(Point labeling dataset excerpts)
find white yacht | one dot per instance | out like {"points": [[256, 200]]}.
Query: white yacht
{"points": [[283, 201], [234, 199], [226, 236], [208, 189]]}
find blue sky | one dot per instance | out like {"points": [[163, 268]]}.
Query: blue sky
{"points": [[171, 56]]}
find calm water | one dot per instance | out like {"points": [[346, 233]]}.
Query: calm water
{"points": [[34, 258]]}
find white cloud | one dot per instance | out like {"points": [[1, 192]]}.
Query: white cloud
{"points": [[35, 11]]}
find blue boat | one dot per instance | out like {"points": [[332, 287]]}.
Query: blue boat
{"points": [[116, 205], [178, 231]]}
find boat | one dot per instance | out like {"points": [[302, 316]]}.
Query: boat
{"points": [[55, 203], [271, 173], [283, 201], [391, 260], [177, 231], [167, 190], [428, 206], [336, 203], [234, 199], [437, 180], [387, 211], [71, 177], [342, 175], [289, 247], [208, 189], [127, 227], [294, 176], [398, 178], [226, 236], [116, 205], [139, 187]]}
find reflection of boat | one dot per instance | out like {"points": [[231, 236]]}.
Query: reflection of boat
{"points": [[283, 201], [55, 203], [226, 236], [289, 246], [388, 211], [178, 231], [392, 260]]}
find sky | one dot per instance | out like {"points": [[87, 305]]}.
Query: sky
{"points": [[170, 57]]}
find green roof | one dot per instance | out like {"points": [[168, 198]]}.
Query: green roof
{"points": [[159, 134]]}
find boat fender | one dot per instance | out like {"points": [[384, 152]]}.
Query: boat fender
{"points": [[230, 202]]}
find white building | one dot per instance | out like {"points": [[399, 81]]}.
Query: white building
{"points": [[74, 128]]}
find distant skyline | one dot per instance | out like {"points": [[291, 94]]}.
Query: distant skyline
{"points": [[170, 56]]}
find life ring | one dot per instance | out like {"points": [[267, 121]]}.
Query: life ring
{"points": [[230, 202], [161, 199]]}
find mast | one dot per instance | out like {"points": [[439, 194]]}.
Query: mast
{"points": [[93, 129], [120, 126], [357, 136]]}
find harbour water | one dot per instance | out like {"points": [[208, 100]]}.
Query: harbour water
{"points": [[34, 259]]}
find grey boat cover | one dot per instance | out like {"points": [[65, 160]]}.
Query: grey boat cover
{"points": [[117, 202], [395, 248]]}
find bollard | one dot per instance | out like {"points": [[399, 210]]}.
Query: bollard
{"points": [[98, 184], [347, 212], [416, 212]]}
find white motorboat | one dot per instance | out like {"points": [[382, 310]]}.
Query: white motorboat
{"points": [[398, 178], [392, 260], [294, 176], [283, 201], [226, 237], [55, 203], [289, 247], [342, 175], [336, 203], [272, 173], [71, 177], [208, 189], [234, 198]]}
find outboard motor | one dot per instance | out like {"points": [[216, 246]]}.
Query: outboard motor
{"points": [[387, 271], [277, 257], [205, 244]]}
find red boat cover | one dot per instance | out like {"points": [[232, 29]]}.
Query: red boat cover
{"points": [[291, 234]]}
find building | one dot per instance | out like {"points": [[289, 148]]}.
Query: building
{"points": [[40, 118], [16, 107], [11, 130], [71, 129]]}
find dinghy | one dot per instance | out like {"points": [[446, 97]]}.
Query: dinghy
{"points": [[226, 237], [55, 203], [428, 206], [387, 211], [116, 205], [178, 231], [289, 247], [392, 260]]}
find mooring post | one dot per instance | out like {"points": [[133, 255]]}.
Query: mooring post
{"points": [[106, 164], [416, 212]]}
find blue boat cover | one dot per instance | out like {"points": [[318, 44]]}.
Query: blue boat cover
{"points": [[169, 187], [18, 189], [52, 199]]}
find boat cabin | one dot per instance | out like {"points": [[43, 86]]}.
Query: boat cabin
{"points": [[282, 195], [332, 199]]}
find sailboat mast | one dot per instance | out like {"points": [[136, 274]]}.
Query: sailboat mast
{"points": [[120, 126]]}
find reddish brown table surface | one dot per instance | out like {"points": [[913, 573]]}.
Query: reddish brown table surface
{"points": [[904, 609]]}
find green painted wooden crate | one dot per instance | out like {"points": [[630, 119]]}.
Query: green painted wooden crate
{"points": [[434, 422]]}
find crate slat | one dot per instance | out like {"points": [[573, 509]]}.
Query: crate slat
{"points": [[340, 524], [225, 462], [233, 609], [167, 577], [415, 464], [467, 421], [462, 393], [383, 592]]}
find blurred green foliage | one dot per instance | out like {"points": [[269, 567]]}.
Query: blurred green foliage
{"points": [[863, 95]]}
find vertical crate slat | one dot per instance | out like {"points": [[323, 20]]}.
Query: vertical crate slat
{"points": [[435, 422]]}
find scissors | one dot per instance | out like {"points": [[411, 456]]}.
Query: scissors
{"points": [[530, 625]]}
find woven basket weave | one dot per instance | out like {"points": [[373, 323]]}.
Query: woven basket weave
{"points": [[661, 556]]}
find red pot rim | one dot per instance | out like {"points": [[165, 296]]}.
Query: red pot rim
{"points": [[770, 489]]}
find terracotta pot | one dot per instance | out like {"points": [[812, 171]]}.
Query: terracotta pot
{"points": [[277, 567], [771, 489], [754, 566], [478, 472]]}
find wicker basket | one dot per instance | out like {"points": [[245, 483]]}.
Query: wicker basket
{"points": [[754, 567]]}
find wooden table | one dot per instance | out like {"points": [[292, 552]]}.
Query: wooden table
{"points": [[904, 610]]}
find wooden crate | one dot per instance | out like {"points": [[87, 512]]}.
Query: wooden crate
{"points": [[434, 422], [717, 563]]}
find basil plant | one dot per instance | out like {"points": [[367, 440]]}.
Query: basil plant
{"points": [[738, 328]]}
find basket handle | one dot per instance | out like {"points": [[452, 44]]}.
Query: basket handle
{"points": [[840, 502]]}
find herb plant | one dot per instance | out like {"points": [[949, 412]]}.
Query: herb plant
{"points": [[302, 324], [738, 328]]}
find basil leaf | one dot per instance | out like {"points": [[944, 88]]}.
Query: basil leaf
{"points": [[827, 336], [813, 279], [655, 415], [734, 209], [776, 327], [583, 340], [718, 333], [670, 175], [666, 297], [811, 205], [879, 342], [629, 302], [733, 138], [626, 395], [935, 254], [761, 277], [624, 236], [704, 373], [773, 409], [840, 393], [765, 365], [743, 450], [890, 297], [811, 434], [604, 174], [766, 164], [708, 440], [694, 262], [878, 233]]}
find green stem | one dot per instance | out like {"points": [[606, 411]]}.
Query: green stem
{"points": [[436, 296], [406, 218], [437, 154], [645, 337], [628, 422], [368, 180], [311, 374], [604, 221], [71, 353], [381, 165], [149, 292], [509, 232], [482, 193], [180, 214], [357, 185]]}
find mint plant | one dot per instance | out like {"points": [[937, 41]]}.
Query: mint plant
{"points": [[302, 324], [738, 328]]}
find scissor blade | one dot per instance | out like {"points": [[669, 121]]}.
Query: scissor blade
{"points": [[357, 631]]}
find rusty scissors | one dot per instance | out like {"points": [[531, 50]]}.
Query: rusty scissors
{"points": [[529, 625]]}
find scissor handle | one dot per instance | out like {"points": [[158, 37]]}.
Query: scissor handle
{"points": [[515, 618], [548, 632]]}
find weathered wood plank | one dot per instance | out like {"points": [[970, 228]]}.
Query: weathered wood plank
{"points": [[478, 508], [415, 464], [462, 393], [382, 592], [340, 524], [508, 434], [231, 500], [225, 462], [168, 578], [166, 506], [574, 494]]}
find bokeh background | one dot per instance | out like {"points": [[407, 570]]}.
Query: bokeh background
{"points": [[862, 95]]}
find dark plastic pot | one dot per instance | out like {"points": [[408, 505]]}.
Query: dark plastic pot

*Directions*
Repeat the material above in full, keeping every word.

*Solution below*
find white yacht | one dot per instance | out like {"points": [[256, 200]]}.
Query: white yacht
{"points": [[283, 201], [234, 199], [226, 236], [208, 189]]}
find blue sky | one dot per instance | out like {"points": [[163, 268]]}.
Query: blue sky
{"points": [[171, 56]]}
find calm water | one dot per instance | out like {"points": [[346, 233]]}.
Query: calm water
{"points": [[34, 258]]}
find white cloud | one dot per instance | out like {"points": [[1, 192]]}.
Query: white cloud
{"points": [[35, 11]]}
find blue boat | one dot per instance | out like {"points": [[332, 287]]}.
Query: blue boat
{"points": [[116, 205], [178, 231]]}
find boat | one dot per instance | out like {"points": [[302, 316]]}.
Query: boat
{"points": [[55, 203], [271, 173], [283, 201], [391, 260], [177, 231], [167, 190], [428, 206], [336, 203], [234, 199], [437, 180], [387, 211], [71, 177], [342, 175], [289, 247], [208, 189], [127, 227], [294, 176], [398, 178], [226, 236], [116, 205], [139, 187]]}
find reflection of boat | one dot per instance | out like {"points": [[231, 236]]}.
Query: reflection of boat
{"points": [[283, 201], [55, 203], [226, 236], [289, 246], [388, 211], [178, 231], [392, 260]]}
find sky | one dot per instance | out like {"points": [[87, 305]]}.
Query: sky
{"points": [[170, 57]]}
find green roof | one dot per instance | out like {"points": [[168, 198]]}.
Query: green roof
{"points": [[159, 134]]}
find boat fender | one dot per instance | out like {"points": [[384, 152]]}.
Query: boat fender
{"points": [[230, 202]]}
find white building | one dot per instance | out like {"points": [[399, 81]]}.
Query: white building
{"points": [[74, 128]]}
find distant skyline | one dot per instance | out like {"points": [[291, 94]]}.
Query: distant skyline
{"points": [[170, 56]]}
find life ring | one dot per instance | out like {"points": [[267, 121]]}.
Query: life ring
{"points": [[230, 202], [161, 199]]}
find mast | one dot per instance | out like {"points": [[439, 194]]}.
Query: mast
{"points": [[93, 129], [120, 126], [357, 136]]}
find harbour water | one dot per instance | out like {"points": [[208, 100]]}.
Query: harbour water
{"points": [[34, 259]]}
find grey boat cover | one dot per instance | out like {"points": [[65, 160]]}.
Query: grey boat cover
{"points": [[117, 202], [395, 248]]}
find bollard | one dot per instance | out like {"points": [[399, 210]]}.
Query: bollard
{"points": [[98, 184], [347, 212], [416, 212]]}
find white motorboat | one dot per instance | out like {"points": [[382, 310]]}.
Query: white motorboat
{"points": [[398, 178], [392, 260], [294, 176], [283, 201], [226, 237], [55, 203], [289, 247], [342, 175], [336, 203], [272, 173], [71, 177], [208, 189], [234, 198]]}
find outboard motor | one dot per instance | out like {"points": [[216, 246]]}.
Query: outboard motor
{"points": [[387, 271], [277, 257], [205, 244]]}
find red boat cover | one dot per instance | out like {"points": [[232, 29]]}.
Query: red boat cover
{"points": [[291, 234]]}
find building | one dot per instance | out like {"points": [[289, 148]]}.
Query: building
{"points": [[40, 118], [16, 107], [11, 130], [71, 129]]}
find dinghy | one dot per instance | out like {"points": [[446, 97]]}.
Query: dinghy
{"points": [[226, 237], [55, 203], [428, 206], [387, 211], [116, 205], [178, 231], [289, 247], [392, 260]]}
find mooring post | one dot per instance | out like {"points": [[133, 255]]}.
Query: mooring post
{"points": [[106, 164], [416, 212]]}
find blue boat cover | one dot per instance | out like {"points": [[318, 44]]}.
Query: blue boat cover
{"points": [[169, 187], [18, 189], [52, 199]]}
find boat cabin | one dot per instance | out like {"points": [[43, 86]]}.
Query: boat cabin
{"points": [[282, 195], [332, 199]]}
find sailboat mast | one dot per instance | out like {"points": [[136, 274]]}.
Query: sailboat mast
{"points": [[120, 126]]}
find reddish brown table surface | one dot per instance | out like {"points": [[913, 573]]}.
Query: reddish brown table surface
{"points": [[904, 609]]}
find green painted wooden crate | one dot per instance | out like {"points": [[630, 119]]}.
Query: green painted wooden crate
{"points": [[434, 422]]}
find crate slat | one dot per instance | out like {"points": [[573, 509]]}.
Query: crate slat
{"points": [[340, 524], [225, 462], [233, 609], [167, 577], [415, 464], [467, 421], [462, 393], [383, 592]]}
find blurred green foliage | one dot per instance | out like {"points": [[269, 567]]}.
Query: blurred green foliage
{"points": [[863, 95]]}
find vertical crate slat | one dot per instance | out like {"points": [[323, 20]]}.
Query: vertical crate slat
{"points": [[435, 422]]}
find scissors | one dot per instance | out like {"points": [[411, 456]]}.
Query: scissors
{"points": [[530, 625]]}
find woven basket weave | one dot per instance | out like {"points": [[373, 323]]}.
Query: woven basket weave
{"points": [[661, 556]]}
find red pot rim | one dot per instance | out like {"points": [[165, 296]]}.
Query: red pot rim
{"points": [[770, 489]]}
find terracotta pot | one dot per instance | out like {"points": [[812, 171]]}.
Query: terracotta pot
{"points": [[277, 567], [771, 489], [754, 566], [478, 472]]}
find wicker basket | one dot per instance | out like {"points": [[245, 483]]}.
Query: wicker basket
{"points": [[754, 567]]}
find wooden table | one dot per instance | out like {"points": [[292, 552]]}.
Query: wooden table
{"points": [[904, 610]]}
find wooden crate | one dot per instance | out like {"points": [[87, 512]]}.
Query: wooden crate
{"points": [[434, 422], [717, 563]]}
find basil plant | one dot per instance | out like {"points": [[367, 440]]}.
Query: basil plant
{"points": [[738, 328]]}
find basket handle | one dot per instance | out like {"points": [[452, 44]]}.
Query: basket handle
{"points": [[840, 502]]}
find herb plant | one dot per instance | out like {"points": [[949, 412]]}.
Query: herb plant
{"points": [[302, 324], [738, 328]]}
find basil leaf | one dot per instance | out like {"points": [[944, 88]]}.
Query: basil leaf
{"points": [[827, 336], [813, 279], [655, 415], [734, 209], [776, 327], [583, 340], [718, 333], [670, 175], [666, 297], [811, 205], [879, 342], [629, 302], [733, 138], [626, 395], [935, 254], [761, 277], [624, 236], [704, 373], [773, 409], [840, 393], [765, 365], [743, 450], [890, 297], [811, 434], [604, 174], [766, 164], [708, 440], [694, 262], [878, 233]]}
find green stem | one dot per instance | out like {"points": [[606, 411]]}.
Query: green stem
{"points": [[436, 296], [406, 218], [437, 154], [645, 337], [628, 422], [368, 180], [311, 374], [604, 221], [71, 353], [381, 165], [149, 292], [509, 232], [482, 193], [180, 214], [357, 185]]}
find mint plant | one dot per instance | out like {"points": [[937, 41]]}.
Query: mint plant
{"points": [[302, 324], [738, 328]]}
find scissor blade | one dot per instance | out like {"points": [[669, 121]]}.
Query: scissor blade
{"points": [[357, 631]]}
find rusty scissors | one dot per instance | out like {"points": [[531, 50]]}.
Query: rusty scissors
{"points": [[529, 625]]}
find scissor handle | one dot per instance | out like {"points": [[158, 37]]}.
Query: scissor handle
{"points": [[515, 618], [548, 632]]}
find weathered wood plank | one dot per instance | out like {"points": [[970, 228]]}.
Query: weathered wood plank
{"points": [[478, 508], [415, 464], [462, 393], [382, 592], [340, 524], [508, 434], [231, 500], [225, 462], [168, 578], [166, 506], [574, 494]]}
find bokeh background | one dot per instance | out like {"points": [[407, 570]]}.
Query: bokeh background
{"points": [[862, 95]]}
find dark plastic pot | one dot per instance | out like {"points": [[408, 505]]}.
Query: dark plastic pot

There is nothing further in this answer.